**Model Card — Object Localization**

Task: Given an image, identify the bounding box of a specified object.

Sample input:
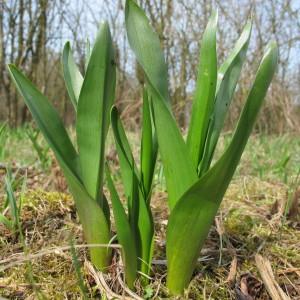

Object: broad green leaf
[111,106,138,198]
[5,171,19,229]
[62,42,83,110]
[9,65,110,270]
[8,65,80,178]
[125,0,169,101]
[76,23,116,206]
[216,21,252,93]
[187,12,218,171]
[138,191,154,275]
[125,0,197,208]
[111,107,154,274]
[62,163,111,272]
[0,213,14,230]
[200,22,251,176]
[105,165,138,288]
[141,89,157,202]
[167,43,278,294]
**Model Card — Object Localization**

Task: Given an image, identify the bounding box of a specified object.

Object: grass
[0,124,300,299]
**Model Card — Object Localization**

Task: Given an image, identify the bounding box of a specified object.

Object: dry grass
[0,177,300,299]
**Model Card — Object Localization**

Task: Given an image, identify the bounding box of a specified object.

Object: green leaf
[200,22,252,175]
[9,65,110,270]
[8,65,80,178]
[5,170,20,229]
[138,191,154,276]
[141,89,157,202]
[105,165,138,288]
[0,213,14,230]
[84,39,91,71]
[125,0,169,101]
[167,43,278,294]
[125,0,197,208]
[62,165,111,272]
[111,106,138,199]
[76,23,116,206]
[62,42,83,110]
[187,12,218,171]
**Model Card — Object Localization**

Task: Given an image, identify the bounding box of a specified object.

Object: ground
[0,129,300,299]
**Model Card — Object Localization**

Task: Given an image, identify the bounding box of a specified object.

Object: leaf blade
[62,42,83,110]
[199,22,252,176]
[105,165,137,288]
[186,12,218,170]
[167,43,278,294]
[76,23,116,206]
[125,0,197,209]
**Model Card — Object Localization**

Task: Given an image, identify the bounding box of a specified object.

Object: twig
[84,261,131,300]
[255,254,291,300]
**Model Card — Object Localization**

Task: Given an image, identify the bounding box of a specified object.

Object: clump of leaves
[125,0,278,294]
[9,23,116,270]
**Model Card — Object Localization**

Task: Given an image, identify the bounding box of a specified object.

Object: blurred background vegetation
[0,0,300,133]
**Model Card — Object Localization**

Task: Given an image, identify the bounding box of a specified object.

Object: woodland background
[0,0,300,133]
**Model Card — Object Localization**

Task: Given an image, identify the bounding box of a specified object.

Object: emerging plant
[0,168,26,235]
[25,127,51,170]
[9,23,116,270]
[125,0,278,294]
[107,91,157,287]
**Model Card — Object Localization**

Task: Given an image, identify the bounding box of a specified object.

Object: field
[0,125,300,299]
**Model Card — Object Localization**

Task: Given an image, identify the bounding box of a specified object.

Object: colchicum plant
[106,91,157,287]
[9,0,278,295]
[9,23,116,271]
[125,0,278,294]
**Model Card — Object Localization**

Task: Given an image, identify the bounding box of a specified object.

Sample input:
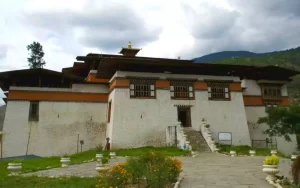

_ _ _ _

PROBLEM STATEMENT — Render every line of the items above as a numbered list, skipping blank lines and leaving out the pictures.

EXPECTED ANSWER —
1. **Model Card — Object Localization**
2. Task: Given an image, identify the bounding box of a specified object.
3. Sample input:
4. Object: broad green leaf
5. [111,106,138,198]
6. [5,171,19,229]
7. [62,42,83,110]
8. [9,65,110,270]
9. [8,65,80,178]
10. [125,0,169,101]
11. [76,23,116,206]
12. [216,21,252,93]
13. [187,12,218,171]
14. [138,191,154,275]
15. [125,0,197,208]
16. [111,107,154,274]
17. [62,163,111,272]
18. [0,213,14,230]
19. [200,22,251,176]
20. [105,165,138,288]
21. [141,89,157,202]
22. [167,43,278,294]
23. **Model Card — Object Localization**
24. Task: Given an image, identify the bounding box of a specified object.
25. Object: grass
26. [0,124,300,299]
27. **Model Card — Object Localization**
28. Task: Given an image, identify the bounding box of a specified object.
29. Object: dry grass
30. [0,177,300,299]
31. **Model Card — Object Localization**
32. Task: Given an image, identify the bounding box of a specified object.
33. Object: green leaf
34. [200,22,252,175]
35. [9,65,110,270]
36. [8,65,80,178]
37. [5,170,20,229]
38. [138,191,154,276]
39. [141,89,157,202]
40. [105,165,138,288]
41. [0,213,14,230]
42. [84,39,91,71]
43. [125,0,169,101]
44. [167,43,278,294]
45. [125,0,197,208]
46. [62,165,111,272]
47. [111,106,138,199]
48. [76,23,116,206]
49. [62,42,83,110]
50. [187,12,218,171]
51. **Model Card — Object Localization**
52. Task: Given an image, identify the bounding box of a specified object.
53. Object: ground
54. [0,129,300,299]
55. **Model Card — Object Localization**
56. Task: Given an image, identify the bounding box of a specified object.
57. Object: leaf blade
58. [62,42,83,110]
59. [199,22,252,176]
60. [105,165,137,288]
61. [186,12,218,170]
62. [167,43,278,294]
63. [76,23,116,206]
64. [125,0,197,209]
65. **Model Card — Object Localization**
66. Task: Given an image, identify the bounding box of a specified object.
67. Object: twig
68. [84,261,131,300]
69. [255,254,291,300]
70. **Model Card — Object Localization**
71. Task: Given an image, identify the bounding box of a specified object.
72. Object: clump of leaves
73. [125,0,278,294]
74. [9,23,116,270]
75. **Model Card — Object Localization**
76. Task: Given an image, identify the bounding box of a specified object.
77. Object: blurred background vegetation
78. [0,0,300,133]
79. **Model Card — Object Localization**
80. Task: Given an image, identify the bounding box of a specified object.
81. Object: woodland background
82. [0,0,300,133]
83. **Model Card — Object Localization**
84. Task: Given an image, identify the bounding box of a specified object.
85. Object: emerging plant
86. [0,168,26,235]
87. [25,127,51,170]
88. [9,23,116,270]
89. [125,0,278,294]
90. [107,91,157,287]
91. **Model Card — Object Localization**
92. Task: Given an image, identify the bounding box of a specified object.
93. Object: field
94. [0,125,300,299]
95. **Model Card — Object Localization**
96. Task: Given an image, identify the bounding box of a specified object.
97. Object: colchicum plant
98. [106,91,157,287]
99. [9,0,278,295]
100. [9,23,116,271]
101. [125,0,278,294]
102. **Model Card — Object Localization**
103. Task: Given an image, identify the bounding box of a specified object.
104. Sample input:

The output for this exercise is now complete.